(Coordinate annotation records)

>>>>

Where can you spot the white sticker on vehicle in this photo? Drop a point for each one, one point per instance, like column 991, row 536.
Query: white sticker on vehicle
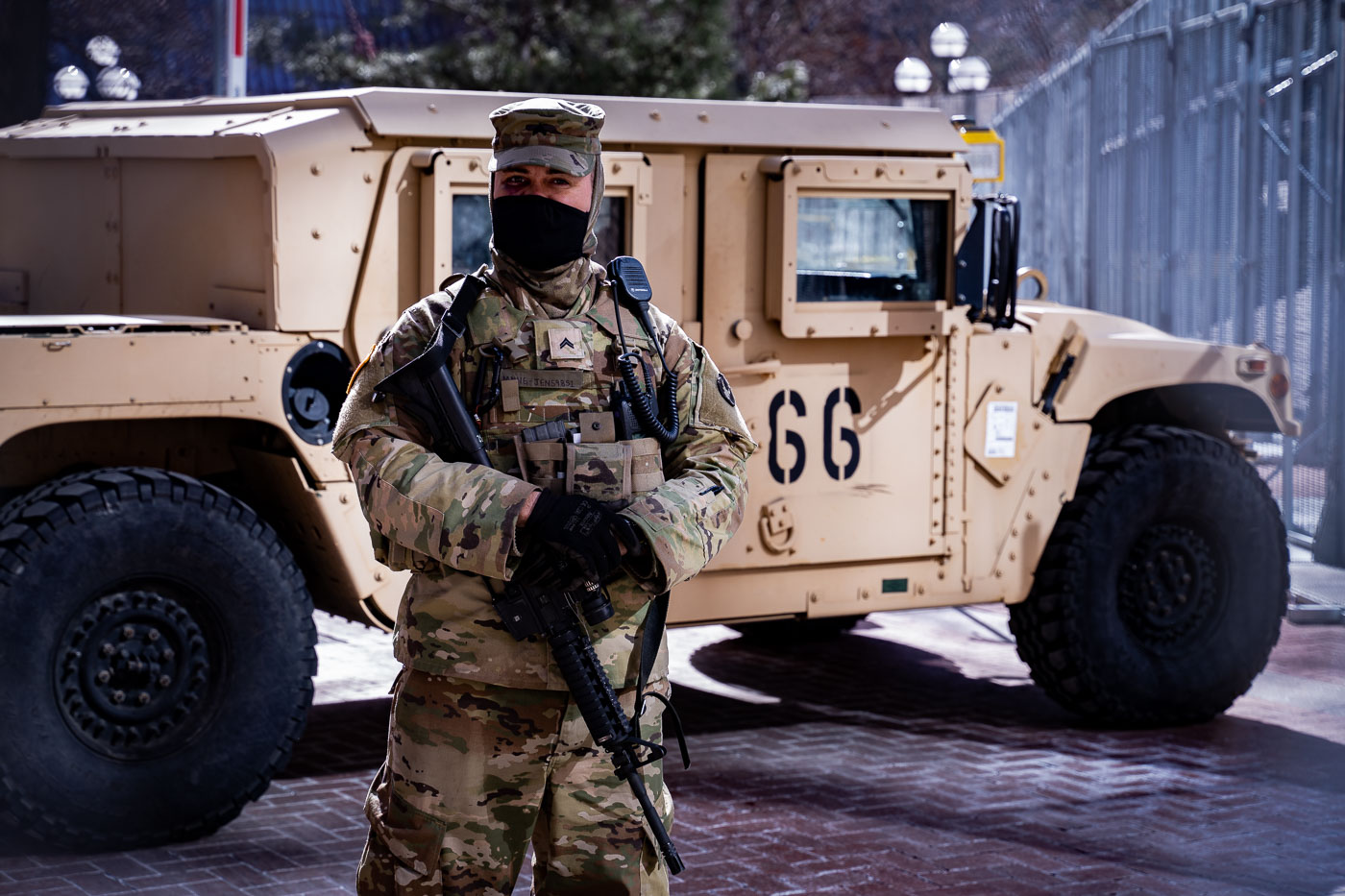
column 1002, row 429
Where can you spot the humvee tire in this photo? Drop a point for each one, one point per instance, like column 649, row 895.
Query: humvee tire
column 1162, row 586
column 158, row 655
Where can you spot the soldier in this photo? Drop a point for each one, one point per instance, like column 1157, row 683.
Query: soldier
column 486, row 751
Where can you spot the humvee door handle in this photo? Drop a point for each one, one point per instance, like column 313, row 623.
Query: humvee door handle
column 759, row 369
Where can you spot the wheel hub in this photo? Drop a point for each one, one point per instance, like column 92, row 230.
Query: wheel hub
column 1169, row 588
column 131, row 671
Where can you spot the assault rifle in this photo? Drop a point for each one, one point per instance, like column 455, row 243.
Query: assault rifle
column 533, row 607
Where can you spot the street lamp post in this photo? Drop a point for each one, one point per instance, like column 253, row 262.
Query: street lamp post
column 964, row 74
column 111, row 81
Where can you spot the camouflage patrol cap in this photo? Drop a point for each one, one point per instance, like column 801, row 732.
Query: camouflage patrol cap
column 555, row 133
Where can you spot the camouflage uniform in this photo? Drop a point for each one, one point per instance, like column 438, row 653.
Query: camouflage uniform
column 484, row 750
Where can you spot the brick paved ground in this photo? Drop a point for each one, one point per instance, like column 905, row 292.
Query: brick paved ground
column 912, row 757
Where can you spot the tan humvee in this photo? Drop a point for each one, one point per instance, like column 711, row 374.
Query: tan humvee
column 187, row 285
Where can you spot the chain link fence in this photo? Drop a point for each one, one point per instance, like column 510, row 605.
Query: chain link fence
column 1186, row 168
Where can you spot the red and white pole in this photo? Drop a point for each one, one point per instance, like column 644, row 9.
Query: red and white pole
column 235, row 60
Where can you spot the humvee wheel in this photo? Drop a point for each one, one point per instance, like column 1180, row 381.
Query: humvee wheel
column 158, row 654
column 1161, row 590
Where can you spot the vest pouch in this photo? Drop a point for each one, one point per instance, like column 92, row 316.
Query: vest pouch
column 646, row 466
column 614, row 470
column 599, row 470
column 542, row 463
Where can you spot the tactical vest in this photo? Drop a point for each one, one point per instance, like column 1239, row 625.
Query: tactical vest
column 549, row 385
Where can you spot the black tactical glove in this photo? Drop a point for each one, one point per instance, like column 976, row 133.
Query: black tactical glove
column 580, row 529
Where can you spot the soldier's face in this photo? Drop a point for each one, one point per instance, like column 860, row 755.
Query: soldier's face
column 535, row 181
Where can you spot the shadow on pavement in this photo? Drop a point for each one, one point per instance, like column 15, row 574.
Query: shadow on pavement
column 884, row 685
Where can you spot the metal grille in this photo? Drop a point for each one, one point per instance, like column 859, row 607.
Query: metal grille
column 1186, row 168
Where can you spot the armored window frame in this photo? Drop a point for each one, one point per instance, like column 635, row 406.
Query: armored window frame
column 793, row 178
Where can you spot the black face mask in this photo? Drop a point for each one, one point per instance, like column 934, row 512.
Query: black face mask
column 538, row 233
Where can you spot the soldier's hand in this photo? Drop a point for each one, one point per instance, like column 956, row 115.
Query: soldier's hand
column 581, row 529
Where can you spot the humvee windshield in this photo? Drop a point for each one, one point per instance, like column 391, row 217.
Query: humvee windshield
column 473, row 230
column 865, row 249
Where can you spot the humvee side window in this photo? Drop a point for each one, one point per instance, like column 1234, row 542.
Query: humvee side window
column 473, row 230
column 865, row 249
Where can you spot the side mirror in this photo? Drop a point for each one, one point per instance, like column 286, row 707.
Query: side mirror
column 988, row 262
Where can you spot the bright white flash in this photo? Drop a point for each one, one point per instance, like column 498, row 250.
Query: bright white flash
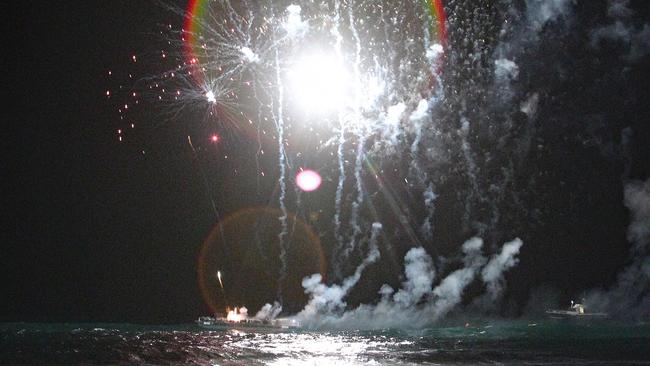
column 318, row 83
column 210, row 96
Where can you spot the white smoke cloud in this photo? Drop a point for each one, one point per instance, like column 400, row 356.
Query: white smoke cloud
column 630, row 296
column 506, row 69
column 269, row 312
column 636, row 40
column 417, row 304
column 540, row 12
column 419, row 272
column 492, row 273
column 421, row 111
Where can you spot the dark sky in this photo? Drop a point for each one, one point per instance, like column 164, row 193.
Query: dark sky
column 97, row 231
column 93, row 233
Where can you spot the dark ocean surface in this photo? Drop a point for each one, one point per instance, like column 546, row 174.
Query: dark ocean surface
column 485, row 342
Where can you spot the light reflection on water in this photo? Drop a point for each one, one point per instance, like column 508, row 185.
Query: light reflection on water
column 509, row 343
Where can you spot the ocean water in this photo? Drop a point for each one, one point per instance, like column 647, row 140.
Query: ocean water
column 485, row 342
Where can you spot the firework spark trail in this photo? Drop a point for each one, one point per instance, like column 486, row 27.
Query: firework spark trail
column 282, row 183
column 340, row 149
column 471, row 169
column 361, row 138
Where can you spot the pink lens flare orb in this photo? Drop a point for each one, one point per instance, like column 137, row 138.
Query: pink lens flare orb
column 308, row 180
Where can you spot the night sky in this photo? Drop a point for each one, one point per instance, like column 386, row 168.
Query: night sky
column 97, row 230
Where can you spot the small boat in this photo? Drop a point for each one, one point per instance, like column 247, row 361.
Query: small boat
column 575, row 311
column 209, row 322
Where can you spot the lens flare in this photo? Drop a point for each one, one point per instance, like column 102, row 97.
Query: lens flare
column 308, row 180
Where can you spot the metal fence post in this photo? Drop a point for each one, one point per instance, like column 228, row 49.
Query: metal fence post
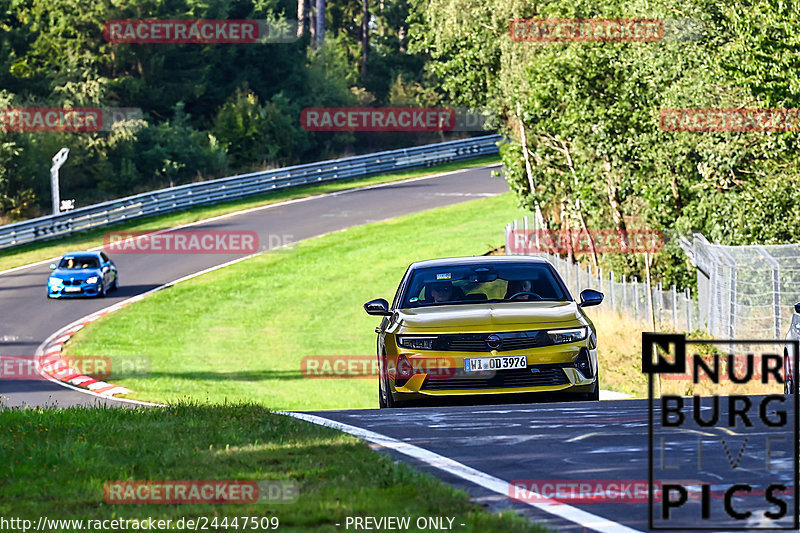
column 624, row 291
column 674, row 309
column 688, row 310
column 776, row 290
column 611, row 288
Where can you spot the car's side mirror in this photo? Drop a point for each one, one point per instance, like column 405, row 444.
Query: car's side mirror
column 590, row 297
column 379, row 307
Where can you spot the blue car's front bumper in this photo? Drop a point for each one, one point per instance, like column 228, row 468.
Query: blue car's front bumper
column 69, row 291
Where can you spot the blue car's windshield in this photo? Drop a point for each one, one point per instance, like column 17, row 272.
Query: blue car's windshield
column 77, row 262
column 483, row 282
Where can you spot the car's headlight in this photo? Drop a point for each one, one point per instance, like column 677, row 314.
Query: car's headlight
column 416, row 343
column 563, row 336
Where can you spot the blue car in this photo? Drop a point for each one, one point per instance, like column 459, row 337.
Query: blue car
column 82, row 274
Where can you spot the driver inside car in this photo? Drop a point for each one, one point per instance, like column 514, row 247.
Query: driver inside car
column 515, row 287
column 443, row 291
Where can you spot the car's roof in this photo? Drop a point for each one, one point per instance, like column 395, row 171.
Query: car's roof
column 463, row 261
column 82, row 253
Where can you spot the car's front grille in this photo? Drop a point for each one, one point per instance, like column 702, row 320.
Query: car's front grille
column 533, row 376
column 481, row 342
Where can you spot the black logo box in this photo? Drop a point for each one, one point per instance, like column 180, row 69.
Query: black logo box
column 678, row 366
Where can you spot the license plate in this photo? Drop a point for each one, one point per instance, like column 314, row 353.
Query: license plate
column 477, row 364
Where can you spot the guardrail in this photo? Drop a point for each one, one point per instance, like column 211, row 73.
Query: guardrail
column 241, row 186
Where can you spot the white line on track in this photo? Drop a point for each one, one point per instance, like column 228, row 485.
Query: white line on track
column 482, row 479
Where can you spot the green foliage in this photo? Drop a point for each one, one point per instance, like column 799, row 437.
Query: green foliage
column 207, row 109
column 591, row 115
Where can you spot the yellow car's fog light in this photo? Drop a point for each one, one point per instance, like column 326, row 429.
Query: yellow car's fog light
column 564, row 336
column 583, row 364
column 416, row 343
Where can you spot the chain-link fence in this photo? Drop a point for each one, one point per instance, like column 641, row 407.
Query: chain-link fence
column 746, row 291
column 673, row 309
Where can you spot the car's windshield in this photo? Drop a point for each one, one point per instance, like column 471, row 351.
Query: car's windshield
column 77, row 262
column 516, row 282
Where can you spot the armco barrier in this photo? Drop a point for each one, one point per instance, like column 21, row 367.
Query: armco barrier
column 241, row 186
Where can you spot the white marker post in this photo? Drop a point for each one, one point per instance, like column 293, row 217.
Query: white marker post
column 58, row 160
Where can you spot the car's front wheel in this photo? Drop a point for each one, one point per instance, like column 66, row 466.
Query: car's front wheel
column 594, row 396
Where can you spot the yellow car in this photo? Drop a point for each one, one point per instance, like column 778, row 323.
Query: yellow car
column 484, row 325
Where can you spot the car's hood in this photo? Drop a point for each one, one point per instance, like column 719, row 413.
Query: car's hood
column 531, row 314
column 76, row 273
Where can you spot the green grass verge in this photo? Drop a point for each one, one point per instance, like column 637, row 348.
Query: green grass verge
column 56, row 463
column 240, row 333
column 40, row 251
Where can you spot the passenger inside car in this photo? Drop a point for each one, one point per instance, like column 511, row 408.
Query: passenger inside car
column 443, row 291
column 515, row 287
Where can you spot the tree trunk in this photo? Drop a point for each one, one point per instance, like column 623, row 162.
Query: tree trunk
column 616, row 210
column 301, row 18
column 320, row 16
column 364, row 37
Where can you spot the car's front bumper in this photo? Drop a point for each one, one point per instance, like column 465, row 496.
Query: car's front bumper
column 84, row 290
column 549, row 369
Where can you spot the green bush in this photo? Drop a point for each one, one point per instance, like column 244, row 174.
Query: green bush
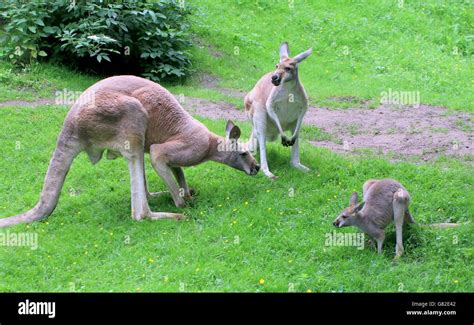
column 149, row 38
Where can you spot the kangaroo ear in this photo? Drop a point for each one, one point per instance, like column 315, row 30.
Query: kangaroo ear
column 284, row 51
column 359, row 207
column 300, row 57
column 353, row 200
column 232, row 131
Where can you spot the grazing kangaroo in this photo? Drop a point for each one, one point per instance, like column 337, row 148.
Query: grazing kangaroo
column 128, row 116
column 276, row 104
column 384, row 200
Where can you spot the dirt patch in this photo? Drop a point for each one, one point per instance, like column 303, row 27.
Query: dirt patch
column 213, row 110
column 426, row 131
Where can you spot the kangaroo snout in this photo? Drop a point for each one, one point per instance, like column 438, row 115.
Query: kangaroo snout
column 276, row 80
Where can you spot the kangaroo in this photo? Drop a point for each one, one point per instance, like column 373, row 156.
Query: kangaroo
column 384, row 200
column 276, row 104
column 128, row 116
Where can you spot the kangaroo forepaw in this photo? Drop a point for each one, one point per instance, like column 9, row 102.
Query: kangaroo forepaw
column 150, row 195
column 165, row 215
column 286, row 142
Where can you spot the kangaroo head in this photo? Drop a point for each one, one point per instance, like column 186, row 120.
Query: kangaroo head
column 235, row 154
column 349, row 215
column 287, row 68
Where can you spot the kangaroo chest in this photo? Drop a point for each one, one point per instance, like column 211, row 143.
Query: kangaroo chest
column 288, row 105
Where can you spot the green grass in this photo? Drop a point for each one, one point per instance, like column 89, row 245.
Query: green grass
column 241, row 229
column 361, row 48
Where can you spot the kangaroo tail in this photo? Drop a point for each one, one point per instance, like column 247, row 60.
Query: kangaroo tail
column 59, row 165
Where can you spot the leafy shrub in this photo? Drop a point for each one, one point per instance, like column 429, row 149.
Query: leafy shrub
column 132, row 36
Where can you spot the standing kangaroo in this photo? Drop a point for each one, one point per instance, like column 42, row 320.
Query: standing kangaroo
column 128, row 116
column 276, row 104
column 384, row 200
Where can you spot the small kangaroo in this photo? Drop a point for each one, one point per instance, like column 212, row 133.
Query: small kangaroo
column 278, row 103
column 128, row 116
column 384, row 200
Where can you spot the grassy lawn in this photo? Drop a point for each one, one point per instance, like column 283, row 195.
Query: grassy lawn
column 360, row 48
column 240, row 230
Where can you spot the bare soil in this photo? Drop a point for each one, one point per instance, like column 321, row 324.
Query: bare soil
column 425, row 131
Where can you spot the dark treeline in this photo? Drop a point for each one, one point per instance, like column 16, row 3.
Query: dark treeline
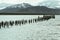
column 21, row 22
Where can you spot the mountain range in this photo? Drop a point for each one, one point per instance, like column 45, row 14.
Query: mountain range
column 27, row 8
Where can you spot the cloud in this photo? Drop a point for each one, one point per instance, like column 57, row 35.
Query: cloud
column 33, row 2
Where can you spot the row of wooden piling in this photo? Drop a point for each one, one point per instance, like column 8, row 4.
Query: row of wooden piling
column 20, row 22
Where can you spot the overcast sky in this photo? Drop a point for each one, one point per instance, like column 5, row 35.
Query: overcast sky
column 33, row 2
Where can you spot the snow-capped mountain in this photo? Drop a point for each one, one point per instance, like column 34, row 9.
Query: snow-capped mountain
column 22, row 5
column 50, row 4
column 4, row 5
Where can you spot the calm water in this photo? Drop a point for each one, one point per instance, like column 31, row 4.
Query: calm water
column 43, row 30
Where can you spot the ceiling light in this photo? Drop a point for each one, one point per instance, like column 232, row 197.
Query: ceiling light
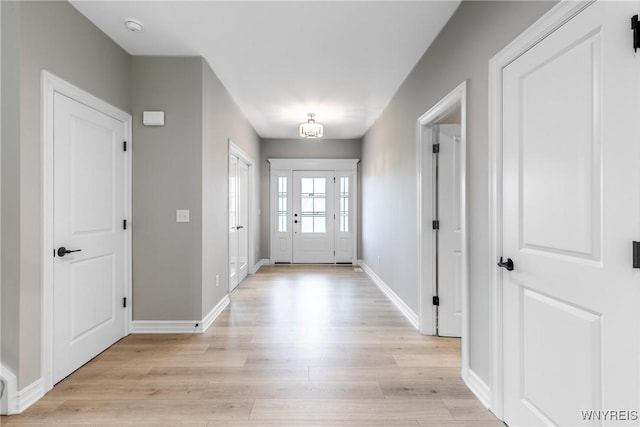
column 311, row 129
column 133, row 25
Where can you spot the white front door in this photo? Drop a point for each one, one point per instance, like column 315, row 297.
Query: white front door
column 238, row 221
column 313, row 217
column 571, row 209
column 89, row 209
column 449, row 205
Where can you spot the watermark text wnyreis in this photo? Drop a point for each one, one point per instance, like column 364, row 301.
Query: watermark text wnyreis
column 609, row 415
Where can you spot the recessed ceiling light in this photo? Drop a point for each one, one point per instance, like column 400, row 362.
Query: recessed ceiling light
column 133, row 25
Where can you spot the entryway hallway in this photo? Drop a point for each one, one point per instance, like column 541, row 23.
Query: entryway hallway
column 299, row 346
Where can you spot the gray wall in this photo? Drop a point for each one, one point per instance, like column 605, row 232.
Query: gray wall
column 475, row 33
column 292, row 149
column 55, row 37
column 182, row 165
column 167, row 175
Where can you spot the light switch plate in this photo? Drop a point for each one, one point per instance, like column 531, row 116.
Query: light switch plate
column 153, row 118
column 182, row 215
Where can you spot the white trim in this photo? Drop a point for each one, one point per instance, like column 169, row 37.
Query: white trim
column 9, row 401
column 259, row 264
column 314, row 164
column 51, row 84
column 478, row 387
column 411, row 315
column 214, row 313
column 426, row 241
column 551, row 21
column 180, row 326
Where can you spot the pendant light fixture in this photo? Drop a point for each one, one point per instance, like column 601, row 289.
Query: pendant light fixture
column 311, row 129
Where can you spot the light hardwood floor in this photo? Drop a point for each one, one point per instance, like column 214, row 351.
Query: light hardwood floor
column 299, row 346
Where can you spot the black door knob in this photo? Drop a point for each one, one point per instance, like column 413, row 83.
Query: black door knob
column 508, row 264
column 62, row 251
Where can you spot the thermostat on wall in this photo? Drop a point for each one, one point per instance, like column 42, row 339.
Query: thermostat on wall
column 153, row 118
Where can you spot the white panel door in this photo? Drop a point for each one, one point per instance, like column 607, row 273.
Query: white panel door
column 313, row 216
column 89, row 209
column 238, row 221
column 243, row 220
column 571, row 208
column 282, row 222
column 345, row 223
column 449, row 257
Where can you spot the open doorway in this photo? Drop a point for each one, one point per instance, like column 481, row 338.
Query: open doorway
column 442, row 217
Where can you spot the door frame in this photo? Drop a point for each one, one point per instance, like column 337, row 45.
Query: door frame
column 235, row 150
column 310, row 164
column 548, row 23
column 50, row 85
column 426, row 204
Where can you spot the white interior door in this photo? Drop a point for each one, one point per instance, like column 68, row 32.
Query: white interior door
column 89, row 209
column 243, row 220
column 571, row 208
column 449, row 214
column 345, row 223
column 238, row 221
column 313, row 216
column 233, row 223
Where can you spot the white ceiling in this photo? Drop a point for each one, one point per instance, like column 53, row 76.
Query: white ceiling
column 280, row 60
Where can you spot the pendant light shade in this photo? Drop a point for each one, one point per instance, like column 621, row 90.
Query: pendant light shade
column 311, row 129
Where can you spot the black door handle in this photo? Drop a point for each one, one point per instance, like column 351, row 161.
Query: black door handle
column 507, row 264
column 62, row 251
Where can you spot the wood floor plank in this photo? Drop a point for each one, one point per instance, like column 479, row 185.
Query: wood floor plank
column 299, row 346
column 349, row 409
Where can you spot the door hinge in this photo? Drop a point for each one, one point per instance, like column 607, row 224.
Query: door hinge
column 636, row 32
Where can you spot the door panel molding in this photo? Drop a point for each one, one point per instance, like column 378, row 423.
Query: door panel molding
column 50, row 86
column 540, row 30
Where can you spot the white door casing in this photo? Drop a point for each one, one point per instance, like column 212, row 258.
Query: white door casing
column 86, row 175
column 233, row 223
column 570, row 188
column 456, row 99
column 450, row 217
column 313, row 217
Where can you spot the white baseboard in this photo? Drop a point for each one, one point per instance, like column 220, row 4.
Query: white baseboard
column 179, row 326
column 24, row 398
column 8, row 401
column 259, row 264
column 478, row 387
column 411, row 316
column 215, row 312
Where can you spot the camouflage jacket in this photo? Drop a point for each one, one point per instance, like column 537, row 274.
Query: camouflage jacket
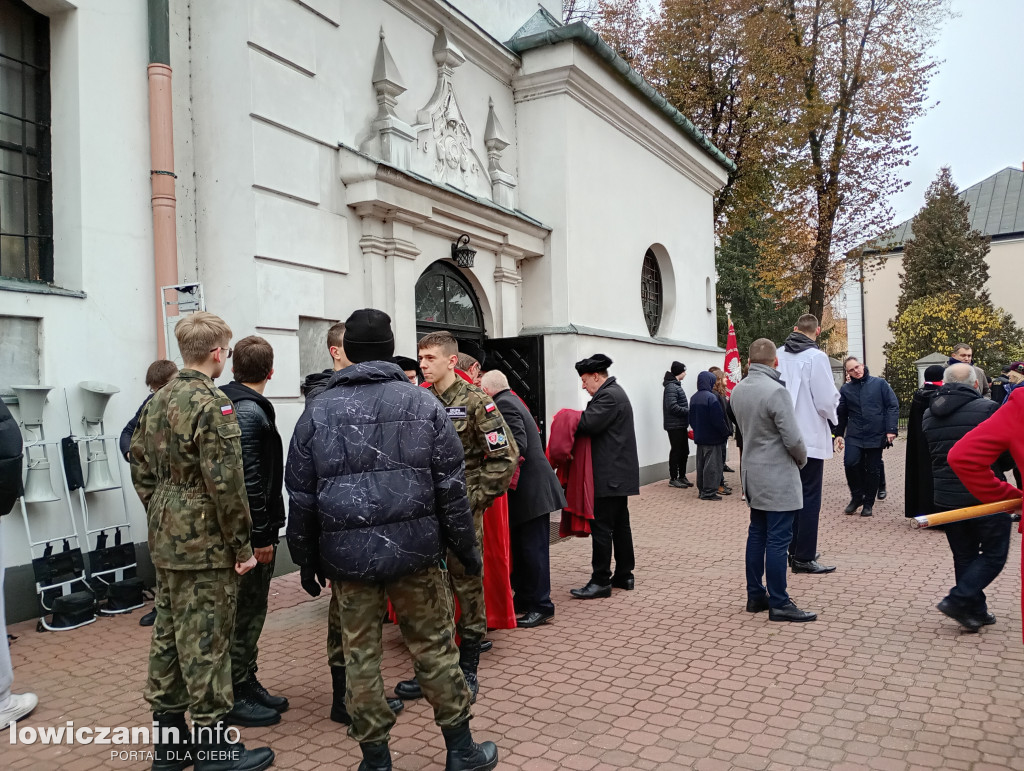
column 492, row 455
column 186, row 468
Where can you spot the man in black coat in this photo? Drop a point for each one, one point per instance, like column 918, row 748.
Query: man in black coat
column 868, row 418
column 263, row 462
column 979, row 546
column 608, row 421
column 531, row 499
column 378, row 495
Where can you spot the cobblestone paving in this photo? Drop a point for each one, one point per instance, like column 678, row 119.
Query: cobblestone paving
column 674, row 675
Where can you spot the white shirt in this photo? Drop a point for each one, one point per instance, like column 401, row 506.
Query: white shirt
column 808, row 378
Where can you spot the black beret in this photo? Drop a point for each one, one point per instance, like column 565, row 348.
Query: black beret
column 597, row 362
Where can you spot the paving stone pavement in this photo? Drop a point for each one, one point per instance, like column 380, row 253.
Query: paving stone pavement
column 674, row 675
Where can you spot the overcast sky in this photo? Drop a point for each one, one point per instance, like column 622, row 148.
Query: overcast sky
column 978, row 125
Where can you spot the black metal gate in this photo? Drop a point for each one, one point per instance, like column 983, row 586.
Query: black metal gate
column 521, row 358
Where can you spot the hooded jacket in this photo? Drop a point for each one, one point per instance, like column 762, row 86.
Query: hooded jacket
column 262, row 460
column 867, row 411
column 707, row 417
column 955, row 409
column 675, row 409
column 376, row 480
column 807, row 375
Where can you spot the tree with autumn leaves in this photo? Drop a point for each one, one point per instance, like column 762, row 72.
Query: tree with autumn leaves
column 813, row 101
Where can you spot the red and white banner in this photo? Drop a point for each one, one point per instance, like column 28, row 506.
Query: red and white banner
column 733, row 369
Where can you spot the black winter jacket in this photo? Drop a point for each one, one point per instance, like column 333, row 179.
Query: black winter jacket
column 708, row 418
column 955, row 409
column 867, row 411
column 608, row 421
column 675, row 408
column 263, row 460
column 10, row 461
column 538, row 491
column 376, row 476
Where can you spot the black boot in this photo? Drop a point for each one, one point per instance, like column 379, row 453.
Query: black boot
column 466, row 755
column 171, row 752
column 263, row 696
column 248, row 711
column 215, row 753
column 469, row 661
column 339, row 713
column 376, row 757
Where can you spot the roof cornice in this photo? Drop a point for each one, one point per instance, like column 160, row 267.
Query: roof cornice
column 581, row 33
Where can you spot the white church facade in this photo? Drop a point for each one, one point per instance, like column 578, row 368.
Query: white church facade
column 327, row 156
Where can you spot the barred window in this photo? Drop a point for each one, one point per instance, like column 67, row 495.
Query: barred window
column 26, row 198
column 650, row 292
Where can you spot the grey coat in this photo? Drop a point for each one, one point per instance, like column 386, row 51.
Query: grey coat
column 773, row 446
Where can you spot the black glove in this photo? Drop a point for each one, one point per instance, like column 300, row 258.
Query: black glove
column 311, row 580
column 473, row 562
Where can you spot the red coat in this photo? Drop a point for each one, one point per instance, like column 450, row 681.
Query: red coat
column 569, row 456
column 973, row 456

<<<<

◆ **Prompt**: Output, with no changes, the material above from the line containing "Where can you spot the cloud" down to the line containing "column 20, row 22", including both of those lines.

◆ **Result**:
Where can you spot the cloud in this photo? Drop a point for each one, one point per instance, like column 57, row 35.
Query: cloud
column 33, row 2
Where can you spot the row of wooden piling in this photo? Drop a point for each one, one point per instance, like column 8, row 4.
Query: row of wooden piling
column 20, row 22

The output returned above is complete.